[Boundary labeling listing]
↓
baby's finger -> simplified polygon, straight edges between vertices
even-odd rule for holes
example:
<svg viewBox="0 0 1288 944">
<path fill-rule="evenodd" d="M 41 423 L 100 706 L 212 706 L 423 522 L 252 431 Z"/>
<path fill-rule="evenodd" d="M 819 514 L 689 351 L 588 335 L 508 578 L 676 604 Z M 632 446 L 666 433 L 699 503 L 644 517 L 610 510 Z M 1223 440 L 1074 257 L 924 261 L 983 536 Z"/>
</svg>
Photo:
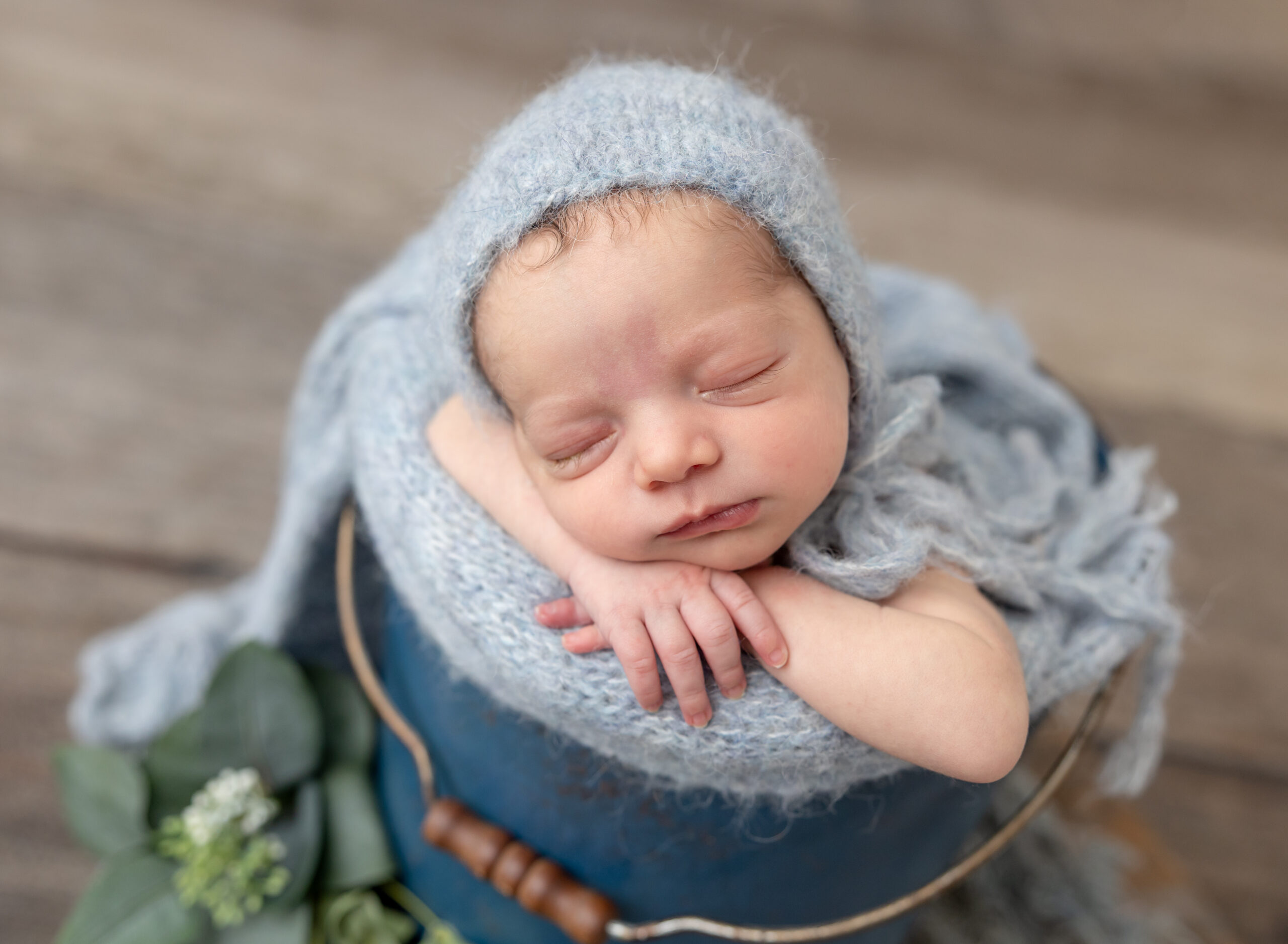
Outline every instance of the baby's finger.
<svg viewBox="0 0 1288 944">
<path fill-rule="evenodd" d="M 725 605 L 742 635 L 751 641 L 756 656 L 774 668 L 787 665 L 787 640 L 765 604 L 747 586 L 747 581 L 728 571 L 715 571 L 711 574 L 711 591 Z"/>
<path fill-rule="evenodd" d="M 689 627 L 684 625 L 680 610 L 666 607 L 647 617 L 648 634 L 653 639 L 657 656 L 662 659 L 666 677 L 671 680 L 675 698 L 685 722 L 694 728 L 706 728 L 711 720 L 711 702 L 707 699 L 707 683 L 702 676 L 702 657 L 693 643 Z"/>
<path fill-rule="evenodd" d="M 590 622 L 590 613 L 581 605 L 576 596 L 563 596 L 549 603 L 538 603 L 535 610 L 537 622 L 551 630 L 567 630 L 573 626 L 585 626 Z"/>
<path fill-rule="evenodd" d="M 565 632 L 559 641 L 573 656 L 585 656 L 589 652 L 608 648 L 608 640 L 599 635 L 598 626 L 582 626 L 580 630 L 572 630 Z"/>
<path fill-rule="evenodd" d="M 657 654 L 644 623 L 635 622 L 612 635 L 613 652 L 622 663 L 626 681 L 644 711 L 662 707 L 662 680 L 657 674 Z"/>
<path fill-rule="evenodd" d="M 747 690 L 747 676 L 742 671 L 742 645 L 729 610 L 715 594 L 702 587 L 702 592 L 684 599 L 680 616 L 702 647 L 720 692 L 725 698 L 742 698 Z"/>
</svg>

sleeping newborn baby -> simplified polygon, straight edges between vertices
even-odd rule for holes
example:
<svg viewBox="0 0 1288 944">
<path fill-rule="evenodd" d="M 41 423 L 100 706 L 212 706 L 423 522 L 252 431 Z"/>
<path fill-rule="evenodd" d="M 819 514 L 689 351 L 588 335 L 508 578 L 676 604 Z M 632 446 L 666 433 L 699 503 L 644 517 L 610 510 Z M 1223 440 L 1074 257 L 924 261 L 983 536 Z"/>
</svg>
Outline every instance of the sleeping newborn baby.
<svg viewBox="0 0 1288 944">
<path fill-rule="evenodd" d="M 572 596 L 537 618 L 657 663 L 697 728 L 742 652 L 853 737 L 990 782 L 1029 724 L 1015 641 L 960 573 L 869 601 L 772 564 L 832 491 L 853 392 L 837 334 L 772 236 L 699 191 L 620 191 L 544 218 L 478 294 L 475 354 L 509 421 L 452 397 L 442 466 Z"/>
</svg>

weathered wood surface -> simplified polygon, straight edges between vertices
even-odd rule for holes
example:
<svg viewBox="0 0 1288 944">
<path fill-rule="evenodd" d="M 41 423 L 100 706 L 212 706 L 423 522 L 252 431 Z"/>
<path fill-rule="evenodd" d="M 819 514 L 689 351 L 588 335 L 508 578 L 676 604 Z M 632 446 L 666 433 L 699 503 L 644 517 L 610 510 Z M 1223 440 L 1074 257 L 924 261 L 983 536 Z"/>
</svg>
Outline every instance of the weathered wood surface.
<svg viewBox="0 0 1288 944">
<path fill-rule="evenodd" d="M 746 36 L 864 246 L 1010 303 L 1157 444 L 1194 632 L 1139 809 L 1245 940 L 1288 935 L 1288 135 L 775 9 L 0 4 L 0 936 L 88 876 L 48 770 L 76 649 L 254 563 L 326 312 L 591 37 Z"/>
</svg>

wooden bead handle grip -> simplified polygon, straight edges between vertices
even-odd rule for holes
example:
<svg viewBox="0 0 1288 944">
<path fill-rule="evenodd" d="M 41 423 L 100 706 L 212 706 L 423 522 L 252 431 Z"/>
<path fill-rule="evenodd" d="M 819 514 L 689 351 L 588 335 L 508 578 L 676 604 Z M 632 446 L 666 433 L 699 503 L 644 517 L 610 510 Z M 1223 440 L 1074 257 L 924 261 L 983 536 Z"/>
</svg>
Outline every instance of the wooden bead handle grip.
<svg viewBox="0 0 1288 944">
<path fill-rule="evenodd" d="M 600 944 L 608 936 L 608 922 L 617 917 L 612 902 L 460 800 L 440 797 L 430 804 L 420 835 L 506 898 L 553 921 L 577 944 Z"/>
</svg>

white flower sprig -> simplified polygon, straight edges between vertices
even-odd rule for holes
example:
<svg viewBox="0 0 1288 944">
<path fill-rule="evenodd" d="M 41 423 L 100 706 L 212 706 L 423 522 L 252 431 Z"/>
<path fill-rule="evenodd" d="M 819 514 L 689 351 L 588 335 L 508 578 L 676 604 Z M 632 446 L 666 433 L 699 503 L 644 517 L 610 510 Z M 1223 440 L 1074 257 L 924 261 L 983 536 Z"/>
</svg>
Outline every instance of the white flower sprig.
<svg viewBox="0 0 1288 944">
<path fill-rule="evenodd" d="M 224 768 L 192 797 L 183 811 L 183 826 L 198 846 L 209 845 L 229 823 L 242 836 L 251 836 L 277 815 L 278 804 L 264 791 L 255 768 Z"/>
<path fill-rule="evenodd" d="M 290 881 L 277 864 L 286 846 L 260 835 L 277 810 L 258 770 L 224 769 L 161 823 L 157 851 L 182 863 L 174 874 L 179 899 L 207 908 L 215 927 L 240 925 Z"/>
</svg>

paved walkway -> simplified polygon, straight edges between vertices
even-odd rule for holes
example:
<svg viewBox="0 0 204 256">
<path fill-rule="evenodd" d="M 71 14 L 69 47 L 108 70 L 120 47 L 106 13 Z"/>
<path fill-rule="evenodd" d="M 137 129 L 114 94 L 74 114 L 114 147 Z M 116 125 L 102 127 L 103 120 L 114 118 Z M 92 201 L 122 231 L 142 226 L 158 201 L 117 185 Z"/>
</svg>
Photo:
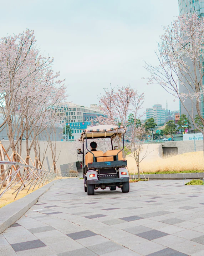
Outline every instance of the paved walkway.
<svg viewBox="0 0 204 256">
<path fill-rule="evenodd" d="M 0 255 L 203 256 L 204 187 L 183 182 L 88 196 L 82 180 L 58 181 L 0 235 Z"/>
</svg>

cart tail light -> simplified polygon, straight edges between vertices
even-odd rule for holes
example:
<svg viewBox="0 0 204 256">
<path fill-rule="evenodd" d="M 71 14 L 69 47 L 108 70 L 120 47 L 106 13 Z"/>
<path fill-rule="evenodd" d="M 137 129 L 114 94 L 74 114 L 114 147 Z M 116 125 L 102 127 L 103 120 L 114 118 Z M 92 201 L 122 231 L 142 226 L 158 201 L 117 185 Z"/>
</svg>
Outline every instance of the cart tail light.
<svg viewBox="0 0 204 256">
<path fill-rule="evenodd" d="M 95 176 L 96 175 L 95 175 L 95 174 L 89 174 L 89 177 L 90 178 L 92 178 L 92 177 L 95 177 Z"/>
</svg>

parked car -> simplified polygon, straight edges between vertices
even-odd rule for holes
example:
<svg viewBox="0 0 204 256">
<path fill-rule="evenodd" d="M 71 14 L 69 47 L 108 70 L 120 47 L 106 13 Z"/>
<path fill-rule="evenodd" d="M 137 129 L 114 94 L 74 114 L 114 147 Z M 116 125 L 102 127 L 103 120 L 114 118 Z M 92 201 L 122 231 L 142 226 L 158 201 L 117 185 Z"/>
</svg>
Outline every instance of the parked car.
↑
▶ Short task:
Rewrite the part of the listing that runs from its start through the line containing "590 622 L 590", both ends included, adding 31 to every number in the answer outlines, viewBox values and point coordinates alike, and keeping all other lines as they are. Leave the pictures out.

▶ Exercise response:
baby's finger -> simplified polygon, straight edges between vertices
even-odd rule for holes
example:
<svg viewBox="0 0 1288 944">
<path fill-rule="evenodd" d="M 41 423 L 100 706 L 212 706 L 423 522 L 252 431 Z"/>
<path fill-rule="evenodd" d="M 819 514 L 689 351 L 588 335 L 508 578 L 676 604 Z M 632 446 L 666 433 L 699 503 L 644 517 L 610 510 Z M 1223 440 L 1074 257 L 924 261 L 983 536 Z"/>
</svg>
Photo:
Outline every instance of the baby's finger.
<svg viewBox="31 31 1319 975">
<path fill-rule="evenodd" d="M 756 636 L 773 666 L 782 672 L 787 687 L 805 699 L 818 696 L 818 671 L 796 635 L 778 617 L 778 612 L 759 602 L 746 602 L 742 605 L 742 622 Z"/>
<path fill-rule="evenodd" d="M 720 658 L 715 656 L 711 641 L 697 638 L 678 648 L 679 665 L 684 670 L 688 687 L 693 690 L 697 708 L 702 711 L 706 729 L 716 753 L 725 759 L 737 759 L 742 751 L 742 733 L 738 730 L 738 714 L 733 707 L 733 688 L 724 674 Z"/>
<path fill-rule="evenodd" d="M 621 653 L 621 644 L 612 636 L 607 627 L 594 627 L 580 634 L 569 634 L 566 641 L 568 653 L 582 661 L 598 661 L 604 657 L 616 657 Z"/>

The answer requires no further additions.